- What is being asked:
Please give the records below back in full, exactly as shown.
___ Data provided
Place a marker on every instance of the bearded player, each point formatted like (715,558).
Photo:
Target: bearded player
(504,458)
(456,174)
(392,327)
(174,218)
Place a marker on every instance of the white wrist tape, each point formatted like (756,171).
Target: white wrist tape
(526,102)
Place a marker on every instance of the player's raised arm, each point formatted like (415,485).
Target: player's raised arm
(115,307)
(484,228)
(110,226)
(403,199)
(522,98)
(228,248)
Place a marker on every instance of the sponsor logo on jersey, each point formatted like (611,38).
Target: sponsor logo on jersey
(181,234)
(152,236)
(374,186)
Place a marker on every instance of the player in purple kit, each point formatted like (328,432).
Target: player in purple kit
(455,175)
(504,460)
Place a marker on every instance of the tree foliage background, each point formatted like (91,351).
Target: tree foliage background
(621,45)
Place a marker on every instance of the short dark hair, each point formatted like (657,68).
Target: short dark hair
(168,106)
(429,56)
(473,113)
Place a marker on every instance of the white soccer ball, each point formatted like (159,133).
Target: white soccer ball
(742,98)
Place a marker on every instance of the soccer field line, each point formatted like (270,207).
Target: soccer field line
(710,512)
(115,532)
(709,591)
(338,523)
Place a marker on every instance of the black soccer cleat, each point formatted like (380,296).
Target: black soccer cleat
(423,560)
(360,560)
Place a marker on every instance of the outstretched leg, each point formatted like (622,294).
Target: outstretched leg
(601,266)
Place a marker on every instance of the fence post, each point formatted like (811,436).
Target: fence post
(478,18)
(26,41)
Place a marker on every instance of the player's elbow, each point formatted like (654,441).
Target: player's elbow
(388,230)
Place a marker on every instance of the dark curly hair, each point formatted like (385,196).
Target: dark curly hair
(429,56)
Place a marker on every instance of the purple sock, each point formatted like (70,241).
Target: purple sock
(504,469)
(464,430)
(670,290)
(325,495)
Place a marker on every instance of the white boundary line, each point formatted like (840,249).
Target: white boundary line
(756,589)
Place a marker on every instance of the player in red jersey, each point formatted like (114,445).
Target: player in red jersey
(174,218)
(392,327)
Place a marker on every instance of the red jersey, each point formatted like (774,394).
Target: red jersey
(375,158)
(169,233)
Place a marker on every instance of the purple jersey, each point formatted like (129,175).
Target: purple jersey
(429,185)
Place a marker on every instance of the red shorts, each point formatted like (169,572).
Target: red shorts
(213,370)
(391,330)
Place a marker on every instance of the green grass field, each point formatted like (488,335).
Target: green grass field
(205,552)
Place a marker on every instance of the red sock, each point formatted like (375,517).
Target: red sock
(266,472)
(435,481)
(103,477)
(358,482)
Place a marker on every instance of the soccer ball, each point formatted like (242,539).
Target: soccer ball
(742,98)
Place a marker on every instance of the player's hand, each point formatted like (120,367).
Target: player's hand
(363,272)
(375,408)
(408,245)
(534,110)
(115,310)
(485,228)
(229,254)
______
- Result for this task:
Place a marker on every instance of the bearded player, each point formatted like (715,558).
Photo:
Target: bearded player
(504,458)
(456,174)
(392,327)
(174,218)
Place a marker on every instance of the white wrist tape, each point formatted like (756,171).
Target: white wrist tape
(526,102)
Place a marker on every instance of the player's raised arm, each point formatted like (415,485).
Target: player's raised arm
(115,307)
(484,228)
(110,226)
(403,199)
(522,98)
(228,248)
Place a marker on every instance of the sponsor logo on jersey, each point formatted like (611,38).
Target: sponsor logo on jersey
(181,234)
(152,236)
(374,186)
Place a marker on every instance of the player in purple kit, each point formatted like (328,432).
Target: player in purple kit
(455,175)
(504,460)
Place a marker on every instance of the tree foliage background, each point formatted like (91,351).
Target: tree foliage background
(621,45)
Place a marker on every instance of the short dark hair, each point formatted like (657,68).
Target: short dark hair
(168,106)
(429,56)
(473,113)
Place a marker on every instance of the white soccer ball, each point formatted like (159,133).
Target: white soccer ball
(742,98)
Place a marker on every instance of the soccer field line, each point formatted like (270,207).
Target: soccer field line
(710,512)
(115,532)
(709,591)
(338,523)
Place a marker on every instance of the black soccer cleat, each point formatted like (380,296).
Target: black soccer cleat
(423,560)
(360,560)
Place a marker on every instance of the outstretched leg, each point formatted like (622,294).
Target: outstretched leg
(601,266)
Place a marker on every instance of the fence post, each point formatted like (811,436).
Target: fence post
(478,18)
(26,41)
Place a marker on every instance of the player's elbow, each point formatted like (654,441).
Target: player's elbow
(388,230)
Place a marker on every instance of the dark curly hair, each point formatted like (385,196).
Target: dark curly hair
(429,56)
Place a marker on every instance of the purple sock, each point formatted like (70,241).
Target: purple sock
(504,469)
(464,430)
(670,290)
(325,495)
Place a marker on every instance of the white boundary line, each point formatted like (840,249).
Target: white boundary line
(756,589)
Place a marker on every instance of the player in red jersey, each point formatted like (114,445).
Target: player in red jersey
(174,218)
(392,327)
Place a marker on every instance of the red jersey, each point formatted like (774,394).
Target: red jersey
(375,158)
(169,233)
Place a marker on every instance of the purple jersey, each point formatted like (129,175).
Target: purple jersey
(429,185)
Place a marker on every instance of the red shorts, each point formatted like (169,572).
Target: red shorts
(213,370)
(391,330)
Place a marker on every instance of the green grass field, each point formatted like (488,335).
Target: green grass field
(205,552)
Place a marker on every instance of the red sock, each point formatted like (375,517).
Target: red sock
(266,472)
(435,481)
(103,477)
(358,482)
Place a marker on every instance of the soccer ball, each point formatted like (242,539).
Target: soccer ball
(742,98)
Place a marker on every instance of the player's hand, each point formatted like (120,367).
Target: player's hand
(363,272)
(375,408)
(408,245)
(534,110)
(115,310)
(485,228)
(229,254)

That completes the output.